(Point localization data)
# # #
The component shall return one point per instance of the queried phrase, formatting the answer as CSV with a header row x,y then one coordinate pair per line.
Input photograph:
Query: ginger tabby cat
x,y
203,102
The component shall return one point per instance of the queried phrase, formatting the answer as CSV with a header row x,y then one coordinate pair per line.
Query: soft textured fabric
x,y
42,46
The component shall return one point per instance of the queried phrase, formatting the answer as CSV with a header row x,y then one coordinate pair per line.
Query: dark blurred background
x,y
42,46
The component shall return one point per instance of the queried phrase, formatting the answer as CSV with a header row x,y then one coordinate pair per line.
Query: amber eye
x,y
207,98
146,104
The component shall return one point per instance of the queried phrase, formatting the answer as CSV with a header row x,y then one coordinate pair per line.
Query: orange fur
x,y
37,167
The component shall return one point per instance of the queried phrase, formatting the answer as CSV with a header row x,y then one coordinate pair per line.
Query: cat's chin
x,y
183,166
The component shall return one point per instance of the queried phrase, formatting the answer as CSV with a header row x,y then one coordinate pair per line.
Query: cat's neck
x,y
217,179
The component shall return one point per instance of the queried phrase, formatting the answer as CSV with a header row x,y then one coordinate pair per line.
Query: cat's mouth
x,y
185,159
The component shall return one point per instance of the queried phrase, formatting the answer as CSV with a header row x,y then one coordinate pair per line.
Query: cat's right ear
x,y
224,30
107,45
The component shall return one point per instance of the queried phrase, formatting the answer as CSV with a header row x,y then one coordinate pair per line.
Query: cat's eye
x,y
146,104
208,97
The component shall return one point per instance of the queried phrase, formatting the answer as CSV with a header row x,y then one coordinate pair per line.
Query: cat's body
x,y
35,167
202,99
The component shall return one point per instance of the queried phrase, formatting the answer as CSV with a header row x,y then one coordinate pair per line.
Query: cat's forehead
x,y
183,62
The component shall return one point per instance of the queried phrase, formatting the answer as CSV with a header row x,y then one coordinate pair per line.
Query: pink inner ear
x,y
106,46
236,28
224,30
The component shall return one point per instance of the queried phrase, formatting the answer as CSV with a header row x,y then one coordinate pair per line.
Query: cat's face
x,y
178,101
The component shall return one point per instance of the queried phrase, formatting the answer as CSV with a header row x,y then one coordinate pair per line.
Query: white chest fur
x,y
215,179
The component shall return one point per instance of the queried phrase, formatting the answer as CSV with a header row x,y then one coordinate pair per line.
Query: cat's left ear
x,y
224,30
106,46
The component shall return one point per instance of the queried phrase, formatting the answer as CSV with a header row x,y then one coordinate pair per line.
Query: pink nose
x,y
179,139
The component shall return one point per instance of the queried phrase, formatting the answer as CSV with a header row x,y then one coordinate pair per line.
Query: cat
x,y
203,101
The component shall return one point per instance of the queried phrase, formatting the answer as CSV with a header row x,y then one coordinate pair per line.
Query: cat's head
# # #
Restating the data word for word is the whole task.

The component shall return one point per instance of the queried phrase, formatting the answer as CSV with a header row x,y then one coordinate pair per line.
Input photograph:
Query: ginger tabby cat
x,y
203,102
The component shall return one point per instance of the queried phrase, formatting the answer as CSV with a header row x,y then one coordinate pair per line.
Query: soft textured fabric
x,y
42,46
The component shall return one point per instance of the queried phrase, formatting the answer as CSV with a header row x,y then one coordinate pair per line.
Query: dark blurred background
x,y
42,46
The component shall return one point per instance of the queried phrase, formatting the answer as CSV with a header row x,y then one coordinate pair per line.
Query: amber eye
x,y
207,98
146,104
The component shall return one point per instance of the queried phrase, formatting the answer as CSV with a header row x,y then one coordinate pair per line.
Query: orange fur
x,y
37,167
The component shall return one point per instance of the queried phrase, formatting the answer as CSV with a header row x,y then one coordinate pair per line.
Query: cat's chin
x,y
183,166
The component shall return one point per instance of the queried phrase, formatting the answer as CSV with a header row x,y then one coordinate pair per line.
Query: cat's neck
x,y
217,179
The component shall return one point per instance of the queried phrase, formatting the answer as CSV with a header row x,y then one coordinate pair per line.
Query: cat's mouth
x,y
185,159
The component shall return one point per instance of the queried phrase, formatting the answer as CSV with a header row x,y then one coordinate pair per line.
Query: cat's right ear
x,y
224,30
107,45
The component shall return one point per instance of the queried phrase, formatting the answer as CSV with a header row x,y then one coordinate pair per line.
Query: cat's eye
x,y
146,104
208,97
The component shall return one point per instance of the queried phrase, formatting the answer as CSV with a header row x,y then one coordinate pair per line.
Query: cat's body
x,y
35,167
202,99
The component shall return one point per instance of the queried phrase, formatting the answer as CSV with a header row x,y then one coordinate pair per line.
Query: cat's forehead
x,y
183,62
The component shall return one point per instance of the queried phrase, formatting the answer as CSV with a header row x,y then one coordinate pair per line.
Query: pink inner ear
x,y
106,46
236,28
224,30
The component shall return one point per instance of the queried phrase, formatting the answer as CSV with a header row x,y then one coordinate pair per line.
Query: cat's face
x,y
178,101
The component shall return one point per instance of the queried phrase, formatting the answer as CSV with a header row x,y then one coordinate pair per line.
Query: white chest fur
x,y
215,179
The component shall return one point per instance of the queried phrase, formatting the answer as CSV with a header row x,y then one coordinate pair per line.
Query: cat's left ear
x,y
224,30
106,46
The component shall return one point per instance of the queried phrase, formatting the answer as CSV with a header row x,y then one coordinate pair per line.
Query: pink nose
x,y
179,139
The component shall return one point per instance of the queried phrase, formatting the answer as CSV with a header row x,y then one coordinate pair per line.
Query: cat
x,y
203,101
The component shall return one point per instance of the queried phrase, formatting the answer as CSV with a header row x,y then one coordinate pair per line.
Query: cat's head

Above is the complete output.